■ **DIRECTIONS FOR THIS TASK**:
Exactly as given, output all the records that follow.

(Point-per-instance localization data)
◆ ◆ ◆ ◆

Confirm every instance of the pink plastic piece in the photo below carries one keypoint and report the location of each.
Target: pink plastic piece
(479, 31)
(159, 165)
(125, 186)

◆ ◆ ◆ ◆

■ **ANSWER SECTION**:
Confirm every instance of the pink plastic piece in the photo below carries one keypoint and report the location of each.
Target: pink plastic piece
(479, 31)
(159, 165)
(125, 186)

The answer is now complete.